Manual annotation is advised for metabolites. Automatic annotation functionality in MINERVA works for metabolites to some extent but normally there are many synonyms and the only proper way to identify a metabolite is by finding it in a metabolic database via synonyms or via its structure.

Drug

Drug (dedicated “drug” element or “generic protein”, “simple molecule” or “unknown” in CellDesigner; “macromolecule”, “simple chemical” or “unspecified entity” glyphs in SBGN PD specification) should be annotated with an ID from a drug databases such as DrugBank, or metabolic databases such as ChEBI, PubChem or ChEMBL.

Complex

Complex (“complex” in CellDesigner; “complex” in SBGN PD specification) should be named according to its content, for example “FCER1A:FCER1G:MS4A2”, unless there is a special name for a particular complex, for example “FcεR1”. Additional annotation is optional and for that GO Cellular Component (CC) term or Complex Portal identifier can be used.

**Information given:**
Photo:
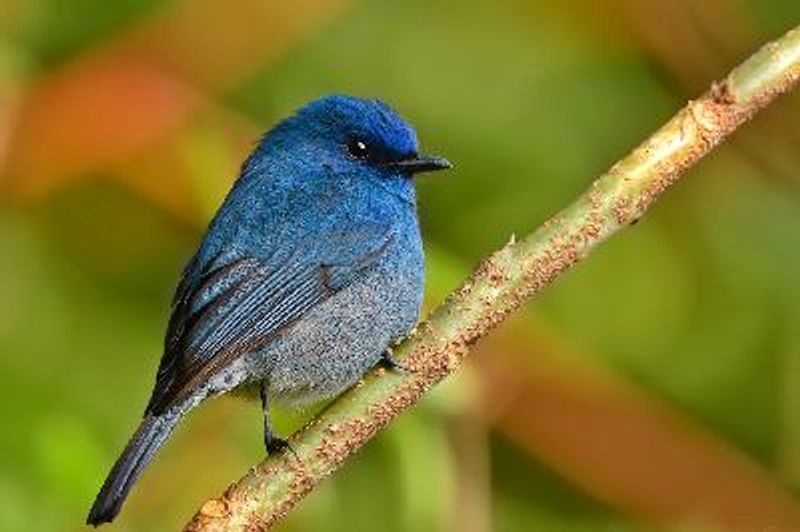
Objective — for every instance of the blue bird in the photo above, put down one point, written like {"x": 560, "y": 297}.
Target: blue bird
{"x": 310, "y": 269}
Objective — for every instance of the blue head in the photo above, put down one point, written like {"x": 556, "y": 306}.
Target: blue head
{"x": 355, "y": 137}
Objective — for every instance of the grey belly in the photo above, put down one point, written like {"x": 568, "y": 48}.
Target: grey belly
{"x": 336, "y": 342}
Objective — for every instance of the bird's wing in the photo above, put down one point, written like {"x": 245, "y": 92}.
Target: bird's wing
{"x": 237, "y": 304}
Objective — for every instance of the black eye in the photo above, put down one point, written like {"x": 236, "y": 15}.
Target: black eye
{"x": 358, "y": 148}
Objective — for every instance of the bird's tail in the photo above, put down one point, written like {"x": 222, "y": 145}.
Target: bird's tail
{"x": 151, "y": 434}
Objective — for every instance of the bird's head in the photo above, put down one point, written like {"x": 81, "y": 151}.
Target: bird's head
{"x": 343, "y": 135}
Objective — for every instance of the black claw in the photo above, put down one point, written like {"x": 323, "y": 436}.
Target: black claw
{"x": 392, "y": 364}
{"x": 277, "y": 445}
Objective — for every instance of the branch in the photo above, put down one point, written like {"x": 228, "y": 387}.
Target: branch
{"x": 500, "y": 284}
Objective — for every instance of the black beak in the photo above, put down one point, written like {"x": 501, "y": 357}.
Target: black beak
{"x": 421, "y": 163}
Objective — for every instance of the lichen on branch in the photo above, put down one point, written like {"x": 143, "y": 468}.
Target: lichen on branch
{"x": 499, "y": 285}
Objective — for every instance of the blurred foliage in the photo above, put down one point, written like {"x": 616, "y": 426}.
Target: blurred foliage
{"x": 123, "y": 123}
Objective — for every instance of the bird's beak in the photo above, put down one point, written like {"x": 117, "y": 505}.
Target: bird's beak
{"x": 421, "y": 163}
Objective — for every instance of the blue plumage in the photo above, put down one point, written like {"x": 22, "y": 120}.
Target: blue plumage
{"x": 310, "y": 269}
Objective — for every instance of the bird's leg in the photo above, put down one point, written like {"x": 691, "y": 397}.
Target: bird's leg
{"x": 392, "y": 364}
{"x": 273, "y": 443}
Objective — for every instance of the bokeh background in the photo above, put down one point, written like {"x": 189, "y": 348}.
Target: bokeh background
{"x": 654, "y": 387}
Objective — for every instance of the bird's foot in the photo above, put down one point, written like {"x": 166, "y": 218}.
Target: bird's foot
{"x": 277, "y": 445}
{"x": 392, "y": 364}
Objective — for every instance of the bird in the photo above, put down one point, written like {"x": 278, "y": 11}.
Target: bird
{"x": 310, "y": 270}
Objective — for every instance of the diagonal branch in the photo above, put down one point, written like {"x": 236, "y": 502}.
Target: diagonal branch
{"x": 500, "y": 284}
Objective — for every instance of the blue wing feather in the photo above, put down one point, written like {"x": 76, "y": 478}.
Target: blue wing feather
{"x": 237, "y": 304}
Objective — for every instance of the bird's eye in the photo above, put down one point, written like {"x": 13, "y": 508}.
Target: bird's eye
{"x": 358, "y": 148}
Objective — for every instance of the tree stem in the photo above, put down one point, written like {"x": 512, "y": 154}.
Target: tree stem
{"x": 499, "y": 285}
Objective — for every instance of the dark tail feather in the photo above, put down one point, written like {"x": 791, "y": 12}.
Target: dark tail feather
{"x": 151, "y": 434}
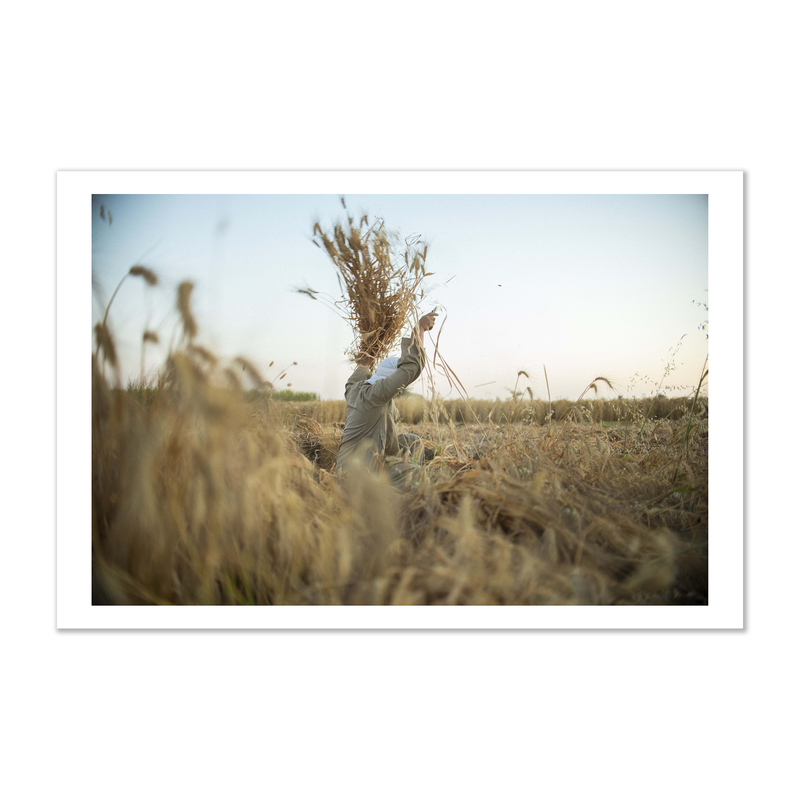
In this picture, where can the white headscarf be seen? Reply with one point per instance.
(384, 370)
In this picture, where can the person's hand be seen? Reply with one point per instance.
(362, 359)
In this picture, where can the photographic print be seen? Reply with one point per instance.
(398, 399)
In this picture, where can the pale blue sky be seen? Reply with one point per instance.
(586, 285)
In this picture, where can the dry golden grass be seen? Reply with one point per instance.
(379, 278)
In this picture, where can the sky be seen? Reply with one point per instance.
(580, 285)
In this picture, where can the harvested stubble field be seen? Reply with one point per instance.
(200, 497)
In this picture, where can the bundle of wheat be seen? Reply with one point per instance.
(380, 279)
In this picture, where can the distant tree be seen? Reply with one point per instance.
(295, 397)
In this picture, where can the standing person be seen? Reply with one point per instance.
(370, 431)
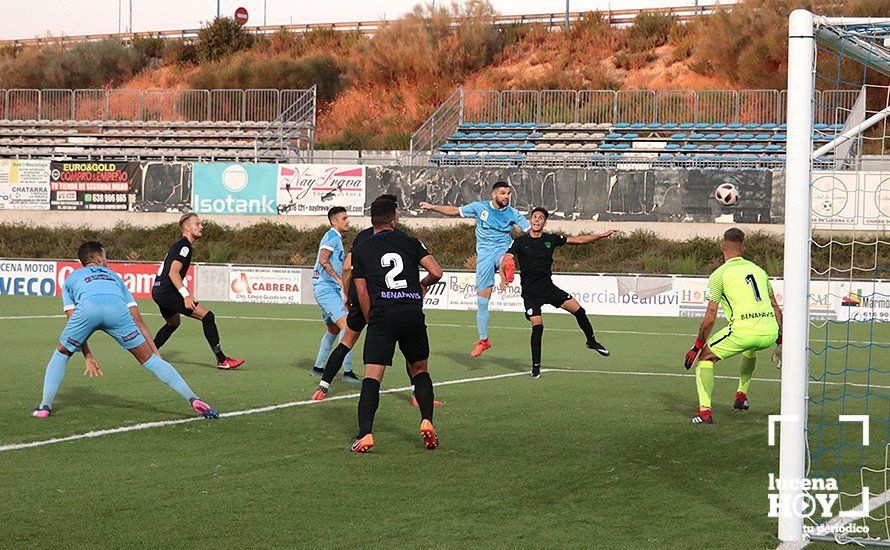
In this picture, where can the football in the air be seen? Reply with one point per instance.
(727, 194)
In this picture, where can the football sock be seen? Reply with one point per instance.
(704, 382)
(584, 323)
(482, 317)
(367, 405)
(324, 350)
(537, 335)
(55, 371)
(164, 334)
(211, 333)
(169, 376)
(335, 361)
(746, 370)
(423, 391)
(347, 361)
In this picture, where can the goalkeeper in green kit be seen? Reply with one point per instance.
(755, 323)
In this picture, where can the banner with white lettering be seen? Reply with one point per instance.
(312, 189)
(24, 184)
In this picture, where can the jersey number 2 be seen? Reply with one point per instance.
(750, 280)
(394, 260)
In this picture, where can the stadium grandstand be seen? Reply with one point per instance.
(596, 128)
(126, 124)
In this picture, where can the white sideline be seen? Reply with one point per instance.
(268, 408)
(163, 423)
(446, 325)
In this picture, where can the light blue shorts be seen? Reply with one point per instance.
(111, 317)
(330, 300)
(486, 265)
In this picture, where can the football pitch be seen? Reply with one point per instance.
(598, 452)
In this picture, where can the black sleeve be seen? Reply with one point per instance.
(358, 269)
(513, 248)
(422, 251)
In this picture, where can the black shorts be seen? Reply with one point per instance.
(355, 319)
(170, 303)
(543, 294)
(408, 328)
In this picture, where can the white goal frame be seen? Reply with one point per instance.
(804, 30)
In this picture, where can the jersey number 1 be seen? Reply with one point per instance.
(394, 260)
(750, 280)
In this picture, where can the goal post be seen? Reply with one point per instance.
(795, 332)
(853, 269)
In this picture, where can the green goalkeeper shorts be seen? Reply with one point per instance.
(727, 342)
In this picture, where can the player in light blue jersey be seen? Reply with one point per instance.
(496, 221)
(327, 286)
(95, 298)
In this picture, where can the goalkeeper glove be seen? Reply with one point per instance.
(777, 353)
(693, 353)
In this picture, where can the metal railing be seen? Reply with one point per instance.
(293, 129)
(252, 105)
(549, 20)
(611, 107)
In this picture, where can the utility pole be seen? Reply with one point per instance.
(567, 14)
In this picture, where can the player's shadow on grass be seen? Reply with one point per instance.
(461, 358)
(89, 399)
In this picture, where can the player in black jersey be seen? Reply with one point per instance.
(355, 319)
(387, 279)
(173, 298)
(534, 252)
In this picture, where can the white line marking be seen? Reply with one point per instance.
(445, 325)
(162, 423)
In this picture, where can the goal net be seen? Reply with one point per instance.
(835, 413)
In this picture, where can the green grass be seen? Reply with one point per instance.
(604, 459)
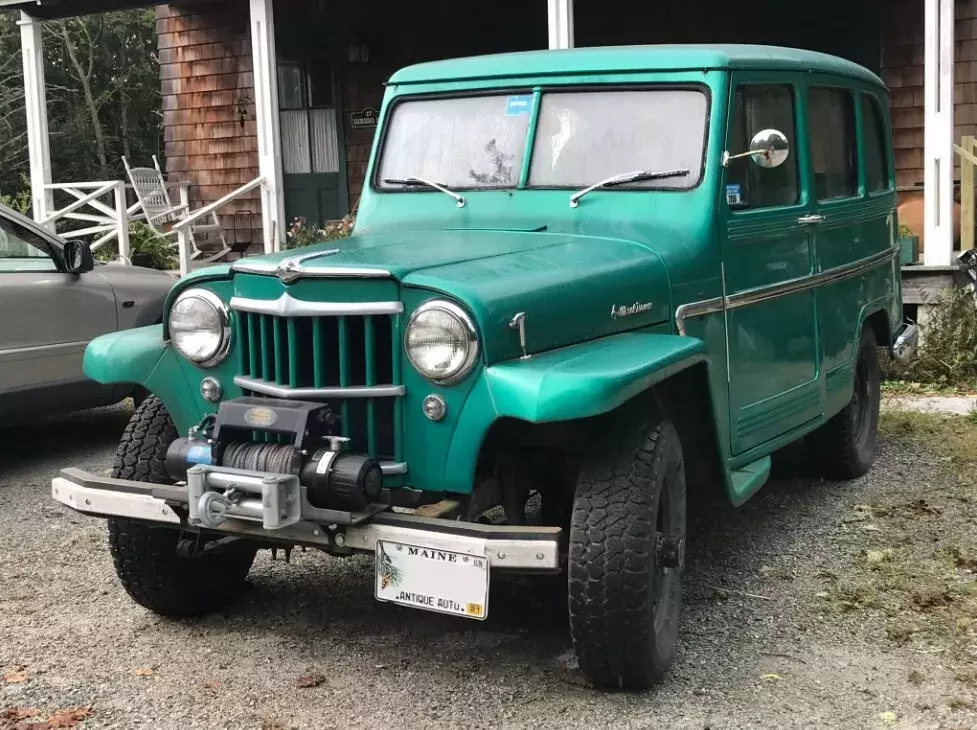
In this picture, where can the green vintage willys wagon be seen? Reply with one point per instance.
(593, 282)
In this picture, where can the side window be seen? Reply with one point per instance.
(23, 250)
(749, 186)
(875, 154)
(831, 118)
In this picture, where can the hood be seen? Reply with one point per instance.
(571, 288)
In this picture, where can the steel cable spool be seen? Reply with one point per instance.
(252, 456)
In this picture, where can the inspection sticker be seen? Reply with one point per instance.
(517, 105)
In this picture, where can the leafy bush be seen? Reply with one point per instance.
(146, 248)
(947, 353)
(300, 233)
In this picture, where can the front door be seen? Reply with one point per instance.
(772, 338)
(313, 160)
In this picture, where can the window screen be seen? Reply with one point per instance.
(831, 114)
(748, 185)
(876, 153)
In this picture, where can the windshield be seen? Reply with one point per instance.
(460, 143)
(582, 137)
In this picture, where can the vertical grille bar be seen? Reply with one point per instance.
(344, 372)
(254, 348)
(318, 369)
(397, 379)
(278, 360)
(371, 379)
(293, 354)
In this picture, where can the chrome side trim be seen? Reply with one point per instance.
(297, 271)
(773, 291)
(288, 306)
(283, 391)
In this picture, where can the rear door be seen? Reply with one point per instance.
(47, 317)
(768, 253)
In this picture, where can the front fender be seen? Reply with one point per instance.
(570, 383)
(142, 357)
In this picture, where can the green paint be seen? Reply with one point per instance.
(774, 370)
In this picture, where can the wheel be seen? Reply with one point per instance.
(627, 547)
(844, 447)
(144, 554)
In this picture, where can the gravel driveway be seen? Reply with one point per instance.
(764, 642)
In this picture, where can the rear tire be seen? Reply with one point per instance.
(844, 447)
(145, 554)
(624, 605)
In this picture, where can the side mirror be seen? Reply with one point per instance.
(78, 257)
(769, 148)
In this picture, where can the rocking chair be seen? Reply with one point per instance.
(154, 198)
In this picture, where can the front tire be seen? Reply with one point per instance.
(624, 602)
(145, 555)
(844, 447)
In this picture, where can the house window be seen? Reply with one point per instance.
(309, 137)
(832, 123)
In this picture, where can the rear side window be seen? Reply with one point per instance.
(831, 118)
(755, 108)
(876, 154)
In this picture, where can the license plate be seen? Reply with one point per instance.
(431, 579)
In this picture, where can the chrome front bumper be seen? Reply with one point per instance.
(509, 548)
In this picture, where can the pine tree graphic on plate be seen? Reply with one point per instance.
(390, 574)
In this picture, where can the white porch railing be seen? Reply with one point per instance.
(109, 221)
(182, 227)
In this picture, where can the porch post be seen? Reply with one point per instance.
(266, 111)
(560, 14)
(35, 103)
(938, 133)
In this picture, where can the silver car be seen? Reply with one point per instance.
(54, 299)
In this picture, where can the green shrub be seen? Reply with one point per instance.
(947, 353)
(300, 233)
(146, 248)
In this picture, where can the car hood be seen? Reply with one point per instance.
(571, 288)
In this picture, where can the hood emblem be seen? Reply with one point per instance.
(291, 269)
(628, 310)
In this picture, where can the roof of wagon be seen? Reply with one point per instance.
(630, 59)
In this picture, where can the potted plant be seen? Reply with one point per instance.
(908, 245)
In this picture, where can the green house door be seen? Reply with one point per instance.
(313, 155)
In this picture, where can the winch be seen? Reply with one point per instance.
(273, 461)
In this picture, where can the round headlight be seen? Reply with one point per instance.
(200, 327)
(441, 342)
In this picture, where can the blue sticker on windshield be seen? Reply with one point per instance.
(518, 105)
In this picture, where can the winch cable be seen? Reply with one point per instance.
(273, 458)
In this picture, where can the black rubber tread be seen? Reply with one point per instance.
(613, 557)
(835, 448)
(145, 554)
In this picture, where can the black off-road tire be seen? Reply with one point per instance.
(145, 554)
(624, 607)
(844, 447)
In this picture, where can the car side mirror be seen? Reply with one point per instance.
(78, 257)
(769, 148)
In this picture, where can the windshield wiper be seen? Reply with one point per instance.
(624, 179)
(416, 181)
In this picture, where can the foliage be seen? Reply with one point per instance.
(947, 353)
(300, 233)
(146, 248)
(20, 200)
(103, 93)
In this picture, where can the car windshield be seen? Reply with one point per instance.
(582, 137)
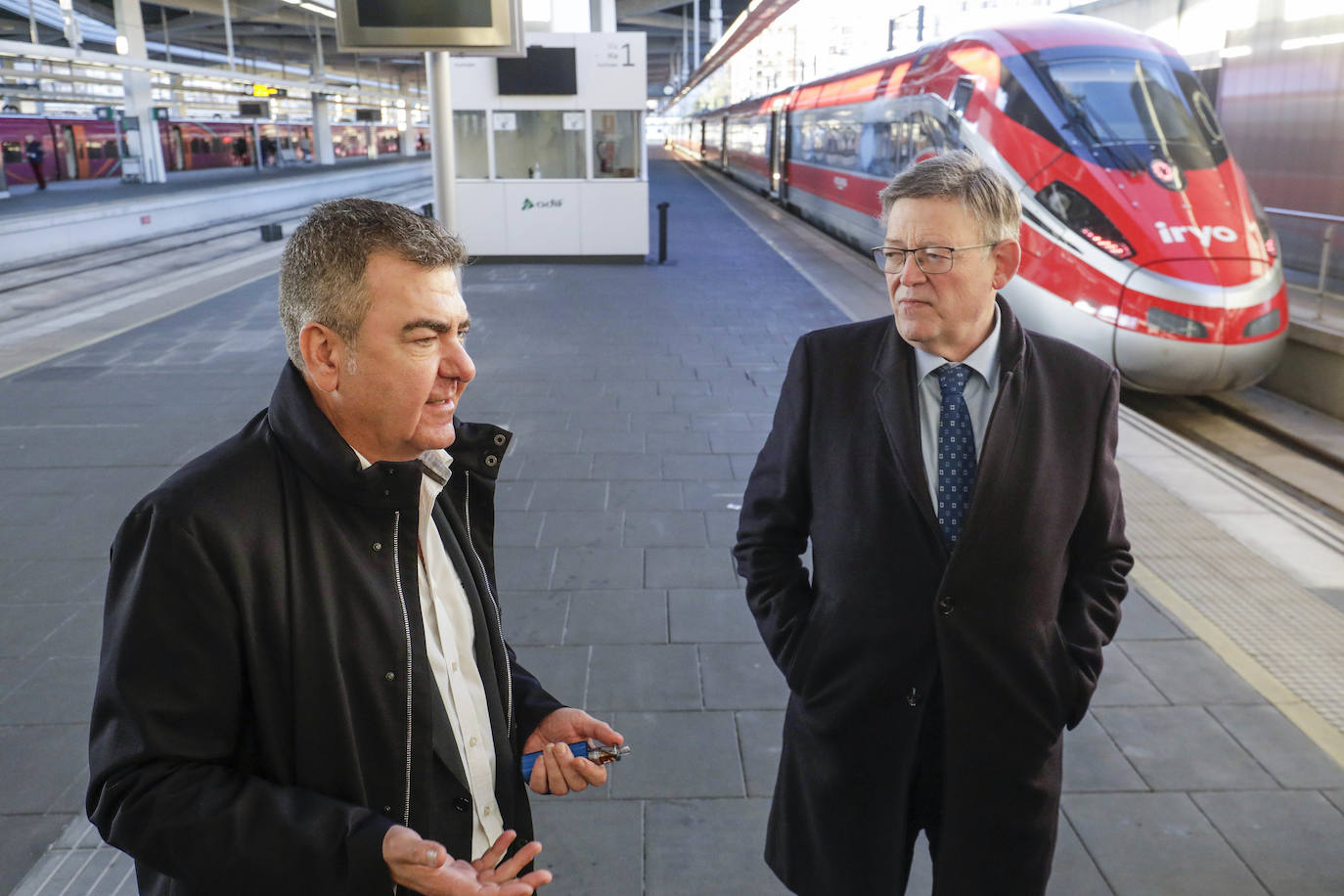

**Problem requirements:**
Write out the part of the annotation guidelines text that runs from "Manual annotation is" up to and including "PubChem or ChEMBL.", without changing a word.

**Solution:**
Manual annotation is advised for metabolites. Automatic annotation functionality in MINERVA works for metabolites to some extent but normally there are many synonyms and the only proper way to identify a metabolite is by finding it in a metabolic database via synonyms or via its structure.

Drug

Drug (dedicated “drug” element or “generic protein”, “simple molecule” or “unknown” in CellDesigner; “macromolecule”, “simple chemical” or “unspecified entity” glyphs in SBGN PD specification) should be annotated with an ID from a drug databases such as DrugBank, or metabolic databases such as ChEBI, PubChem or ChEMBL.